*Exercise*
Work out how many lines in the entries contain the string "instance", and give nothing but that number.

Region pointing data:
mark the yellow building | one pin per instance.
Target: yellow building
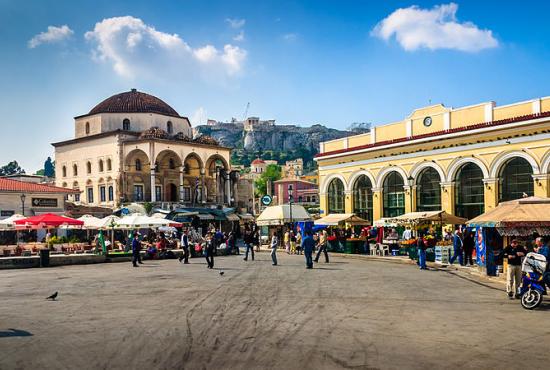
(462, 160)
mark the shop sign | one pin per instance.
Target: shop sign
(44, 202)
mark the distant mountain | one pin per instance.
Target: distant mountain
(253, 138)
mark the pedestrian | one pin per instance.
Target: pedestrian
(457, 248)
(185, 247)
(248, 243)
(136, 249)
(287, 242)
(210, 251)
(274, 242)
(307, 246)
(469, 246)
(513, 253)
(322, 247)
(421, 248)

*Exercise solution*
4